:: Task to carry out ::
Can the data below be set down again exactly, line for line?
++++ Records to use ++++
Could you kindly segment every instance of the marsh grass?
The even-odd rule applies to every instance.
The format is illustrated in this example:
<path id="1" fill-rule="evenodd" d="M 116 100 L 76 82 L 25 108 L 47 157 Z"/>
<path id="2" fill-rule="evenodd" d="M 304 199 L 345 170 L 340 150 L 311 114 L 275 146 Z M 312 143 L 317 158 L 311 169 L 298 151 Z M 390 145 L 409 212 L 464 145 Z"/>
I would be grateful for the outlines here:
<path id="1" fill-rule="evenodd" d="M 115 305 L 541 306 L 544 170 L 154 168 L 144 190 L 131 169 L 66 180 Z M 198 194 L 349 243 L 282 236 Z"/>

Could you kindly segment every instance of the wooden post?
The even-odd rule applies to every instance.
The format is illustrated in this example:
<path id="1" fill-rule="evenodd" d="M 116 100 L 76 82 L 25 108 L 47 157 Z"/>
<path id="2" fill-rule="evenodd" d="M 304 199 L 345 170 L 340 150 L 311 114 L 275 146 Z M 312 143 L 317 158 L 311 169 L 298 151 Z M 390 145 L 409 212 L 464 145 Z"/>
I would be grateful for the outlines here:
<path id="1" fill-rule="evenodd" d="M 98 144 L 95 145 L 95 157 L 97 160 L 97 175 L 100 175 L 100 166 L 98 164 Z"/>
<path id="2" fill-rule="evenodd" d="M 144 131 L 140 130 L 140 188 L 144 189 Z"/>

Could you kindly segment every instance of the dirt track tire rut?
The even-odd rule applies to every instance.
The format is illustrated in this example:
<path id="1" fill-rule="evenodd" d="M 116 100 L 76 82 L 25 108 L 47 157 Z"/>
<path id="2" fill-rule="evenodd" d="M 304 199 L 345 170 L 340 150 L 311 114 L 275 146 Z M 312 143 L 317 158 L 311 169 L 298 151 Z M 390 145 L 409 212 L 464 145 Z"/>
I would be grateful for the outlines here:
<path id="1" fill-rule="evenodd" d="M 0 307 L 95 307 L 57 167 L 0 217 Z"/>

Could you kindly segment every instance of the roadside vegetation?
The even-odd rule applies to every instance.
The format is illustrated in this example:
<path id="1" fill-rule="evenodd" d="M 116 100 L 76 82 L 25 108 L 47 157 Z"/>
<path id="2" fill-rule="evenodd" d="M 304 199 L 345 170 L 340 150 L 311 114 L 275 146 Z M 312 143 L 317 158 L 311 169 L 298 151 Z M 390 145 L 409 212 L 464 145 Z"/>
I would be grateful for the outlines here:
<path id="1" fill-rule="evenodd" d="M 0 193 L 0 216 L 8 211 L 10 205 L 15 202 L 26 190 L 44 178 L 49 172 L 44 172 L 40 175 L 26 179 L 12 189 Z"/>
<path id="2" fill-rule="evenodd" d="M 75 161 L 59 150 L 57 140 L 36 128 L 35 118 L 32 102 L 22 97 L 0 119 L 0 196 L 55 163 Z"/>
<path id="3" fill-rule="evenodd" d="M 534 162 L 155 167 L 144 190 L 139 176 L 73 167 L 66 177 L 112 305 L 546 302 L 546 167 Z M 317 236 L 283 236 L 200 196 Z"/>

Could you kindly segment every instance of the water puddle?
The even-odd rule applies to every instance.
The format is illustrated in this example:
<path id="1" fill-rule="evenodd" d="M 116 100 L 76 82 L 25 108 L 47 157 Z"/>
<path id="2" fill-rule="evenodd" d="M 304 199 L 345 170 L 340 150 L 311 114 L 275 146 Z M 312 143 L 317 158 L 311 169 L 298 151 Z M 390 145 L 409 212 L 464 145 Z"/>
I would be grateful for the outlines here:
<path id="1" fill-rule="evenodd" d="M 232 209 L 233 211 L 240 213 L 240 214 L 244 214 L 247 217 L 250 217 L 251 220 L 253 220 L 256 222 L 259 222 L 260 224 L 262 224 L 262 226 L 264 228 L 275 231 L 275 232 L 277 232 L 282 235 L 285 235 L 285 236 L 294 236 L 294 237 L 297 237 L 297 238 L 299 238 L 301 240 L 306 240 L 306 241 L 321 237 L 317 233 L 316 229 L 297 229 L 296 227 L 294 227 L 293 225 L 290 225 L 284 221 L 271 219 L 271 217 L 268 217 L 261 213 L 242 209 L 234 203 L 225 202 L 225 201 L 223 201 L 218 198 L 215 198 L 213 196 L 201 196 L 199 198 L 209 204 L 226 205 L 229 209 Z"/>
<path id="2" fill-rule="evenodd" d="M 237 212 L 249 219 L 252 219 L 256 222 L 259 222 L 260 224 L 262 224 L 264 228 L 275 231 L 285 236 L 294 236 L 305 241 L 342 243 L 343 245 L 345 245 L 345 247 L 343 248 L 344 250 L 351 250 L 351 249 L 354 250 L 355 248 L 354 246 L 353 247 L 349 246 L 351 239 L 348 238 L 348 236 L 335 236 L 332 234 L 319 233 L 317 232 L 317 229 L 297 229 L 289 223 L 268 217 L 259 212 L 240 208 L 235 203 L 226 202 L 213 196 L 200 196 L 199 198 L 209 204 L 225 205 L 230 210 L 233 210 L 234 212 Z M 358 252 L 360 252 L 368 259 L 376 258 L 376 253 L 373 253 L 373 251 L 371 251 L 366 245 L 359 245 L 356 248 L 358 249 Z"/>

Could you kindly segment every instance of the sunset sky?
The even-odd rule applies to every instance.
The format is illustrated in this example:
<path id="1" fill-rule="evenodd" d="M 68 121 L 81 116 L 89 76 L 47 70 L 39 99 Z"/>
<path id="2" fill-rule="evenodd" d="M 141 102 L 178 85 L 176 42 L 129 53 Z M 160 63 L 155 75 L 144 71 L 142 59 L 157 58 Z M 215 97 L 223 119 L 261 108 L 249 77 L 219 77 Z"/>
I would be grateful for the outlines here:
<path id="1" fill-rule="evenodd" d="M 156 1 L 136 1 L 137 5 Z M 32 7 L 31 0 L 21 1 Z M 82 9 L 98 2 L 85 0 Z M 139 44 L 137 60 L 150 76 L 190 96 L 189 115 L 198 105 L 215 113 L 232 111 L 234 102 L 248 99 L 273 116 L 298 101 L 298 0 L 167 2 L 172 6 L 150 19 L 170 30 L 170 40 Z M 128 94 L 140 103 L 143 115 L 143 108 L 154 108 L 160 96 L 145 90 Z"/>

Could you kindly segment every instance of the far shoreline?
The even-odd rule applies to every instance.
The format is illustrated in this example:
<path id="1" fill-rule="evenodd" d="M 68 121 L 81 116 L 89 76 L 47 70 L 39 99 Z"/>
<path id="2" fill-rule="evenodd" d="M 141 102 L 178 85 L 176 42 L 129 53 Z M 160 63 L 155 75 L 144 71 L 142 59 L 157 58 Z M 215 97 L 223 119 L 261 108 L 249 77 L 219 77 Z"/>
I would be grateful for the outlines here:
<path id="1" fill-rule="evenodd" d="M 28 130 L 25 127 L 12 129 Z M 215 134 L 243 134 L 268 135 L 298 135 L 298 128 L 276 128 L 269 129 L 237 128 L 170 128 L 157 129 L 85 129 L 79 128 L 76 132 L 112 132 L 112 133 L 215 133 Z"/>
++++
:: Worked answer ::
Could you kindly segment every instance of the marsh grass?
The even-odd rule applies to every instance.
The format is illustrated in this example:
<path id="1" fill-rule="evenodd" d="M 116 100 L 76 82 L 25 108 L 47 157 Z"/>
<path id="2" fill-rule="evenodd" d="M 304 199 L 345 170 L 340 150 L 311 114 L 275 146 Z M 312 143 L 317 158 L 311 169 L 298 151 Z M 390 145 L 409 212 L 464 145 Z"/>
I would be grateful for the outlines here:
<path id="1" fill-rule="evenodd" d="M 115 305 L 541 306 L 544 170 L 154 168 L 144 190 L 131 169 L 66 180 Z M 198 194 L 349 243 L 282 236 Z"/>

Could you kindly segment every instance of the wooden post?
The even-odd rule applies to every instance.
The format is illustrated in this example:
<path id="1" fill-rule="evenodd" d="M 116 100 L 76 82 L 25 108 L 47 157 Z"/>
<path id="2" fill-rule="evenodd" d="M 304 199 L 345 170 L 340 150 L 311 114 L 275 146 Z M 312 143 L 317 158 L 311 169 L 298 151 Z M 390 145 L 409 212 L 464 145 Z"/>
I would be grateful for the outlines here:
<path id="1" fill-rule="evenodd" d="M 98 144 L 95 145 L 95 157 L 97 160 L 97 175 L 100 175 L 100 166 L 98 164 Z"/>
<path id="2" fill-rule="evenodd" d="M 144 131 L 140 130 L 140 188 L 144 189 Z"/>

Could you kindly segment every instance of the dirt track tire rut?
The even-odd rule applies to every instance.
The format is illustrated in this example:
<path id="1" fill-rule="evenodd" d="M 116 100 L 76 82 L 25 108 L 47 157 Z"/>
<path id="2" fill-rule="evenodd" d="M 304 199 L 345 170 L 340 150 L 311 114 L 275 146 Z M 312 143 L 317 158 L 311 169 L 298 151 Z M 390 145 L 409 212 L 464 145 Z"/>
I would be grateful for the outlines here:
<path id="1" fill-rule="evenodd" d="M 0 307 L 95 307 L 57 167 L 0 217 Z"/>

Could you kindly segment every instance of the roadside vegetation?
The even-odd rule applies to every instance.
The format is illustrated in this example:
<path id="1" fill-rule="evenodd" d="M 116 100 L 76 82 L 25 108 L 47 157 Z"/>
<path id="2" fill-rule="evenodd" d="M 304 199 L 345 170 L 340 150 L 311 114 L 275 146 Z M 312 143 L 317 158 L 311 169 L 298 151 Z M 390 145 L 409 212 L 464 145 Z"/>
I would be grateful for the outlines here:
<path id="1" fill-rule="evenodd" d="M 0 193 L 0 216 L 8 211 L 10 205 L 15 202 L 26 190 L 44 178 L 49 172 L 44 172 L 40 175 L 26 179 L 12 189 Z"/>
<path id="2" fill-rule="evenodd" d="M 75 161 L 59 150 L 57 140 L 36 128 L 35 118 L 32 102 L 22 97 L 0 119 L 0 196 L 55 163 Z"/>
<path id="3" fill-rule="evenodd" d="M 534 162 L 155 167 L 144 190 L 139 176 L 73 167 L 66 177 L 112 305 L 546 302 L 546 167 Z M 317 236 L 283 236 L 200 196 Z"/>

Could you kindly segment every instance of the water puddle?
The even-odd rule applies to every instance.
The format is illustrated in this example:
<path id="1" fill-rule="evenodd" d="M 116 100 L 76 82 L 25 108 L 47 157 Z"/>
<path id="2" fill-rule="evenodd" d="M 304 199 L 345 170 L 340 150 L 311 114 L 275 146 Z M 312 143 L 317 158 L 311 169 L 298 151 Z M 390 145 L 409 212 L 464 145 Z"/>
I would be grateful for the outlines here:
<path id="1" fill-rule="evenodd" d="M 232 209 L 233 211 L 240 213 L 240 214 L 244 214 L 247 217 L 250 217 L 251 220 L 253 220 L 256 222 L 259 222 L 260 224 L 262 224 L 262 226 L 264 228 L 275 231 L 275 232 L 277 232 L 282 235 L 285 235 L 285 236 L 294 236 L 294 237 L 297 237 L 297 238 L 299 238 L 301 240 L 306 240 L 306 241 L 321 237 L 317 233 L 316 229 L 297 229 L 296 227 L 294 227 L 293 225 L 290 225 L 284 221 L 271 219 L 271 217 L 268 217 L 261 213 L 242 209 L 234 203 L 225 202 L 225 201 L 223 201 L 218 198 L 215 198 L 213 196 L 201 196 L 199 198 L 209 204 L 226 205 L 229 209 Z"/>
<path id="2" fill-rule="evenodd" d="M 237 212 L 249 219 L 252 219 L 256 222 L 259 222 L 260 224 L 262 224 L 264 228 L 275 231 L 285 236 L 294 236 L 305 241 L 342 243 L 343 245 L 345 245 L 345 247 L 343 248 L 344 250 L 351 250 L 351 249 L 354 250 L 355 248 L 354 246 L 353 247 L 349 246 L 351 239 L 348 238 L 348 236 L 335 236 L 332 234 L 319 233 L 317 232 L 317 229 L 297 229 L 289 223 L 268 217 L 259 212 L 240 208 L 235 203 L 226 202 L 213 196 L 200 196 L 199 198 L 209 204 L 225 205 L 230 210 L 233 210 L 234 212 Z M 358 252 L 360 252 L 368 259 L 376 258 L 376 253 L 373 253 L 373 251 L 371 251 L 366 245 L 359 245 L 356 248 L 358 249 Z"/>

Could you kindly segment every instance of the sunset sky?
The even-odd rule applies to every instance.
The format is illustrated in this example:
<path id="1" fill-rule="evenodd" d="M 68 121 L 81 116 L 89 76 L 47 70 L 39 99 Z"/>
<path id="2" fill-rule="evenodd" d="M 141 102 L 178 85 L 176 42 L 129 53 Z M 160 63 L 155 75 L 144 71 L 142 59 L 157 58 Z M 215 97 L 223 119 L 261 108 L 249 77 L 219 77 Z"/>
I would be grateful for the outlines here:
<path id="1" fill-rule="evenodd" d="M 156 1 L 136 1 L 137 5 Z M 32 7 L 31 0 L 21 1 Z M 82 9 L 98 2 L 85 0 Z M 139 44 L 137 60 L 150 76 L 190 96 L 189 115 L 198 105 L 215 113 L 232 111 L 234 102 L 248 99 L 273 116 L 298 101 L 298 0 L 167 2 L 172 6 L 150 19 L 170 30 L 170 40 Z M 128 94 L 140 103 L 143 115 L 143 108 L 154 108 L 160 96 L 145 90 Z"/>

Could you kindly segment every instance of the far shoreline?
The even-odd rule applies to every instance.
The format is illustrated in this example:
<path id="1" fill-rule="evenodd" d="M 68 121 L 81 116 L 89 76 L 47 70 L 39 99 Z"/>
<path id="2" fill-rule="evenodd" d="M 141 102 L 178 85 L 176 42 L 129 53 Z M 160 63 L 155 75 L 144 71 L 142 59 L 157 58 Z M 215 97 L 223 119 L 261 108 L 249 77 L 219 77 Z"/>
I would be grateful for the outlines here:
<path id="1" fill-rule="evenodd" d="M 28 130 L 25 127 L 12 129 Z M 215 134 L 243 134 L 268 135 L 298 135 L 298 128 L 276 128 L 269 129 L 237 128 L 170 128 L 157 129 L 85 129 L 79 128 L 76 132 L 112 132 L 112 133 L 215 133 Z"/>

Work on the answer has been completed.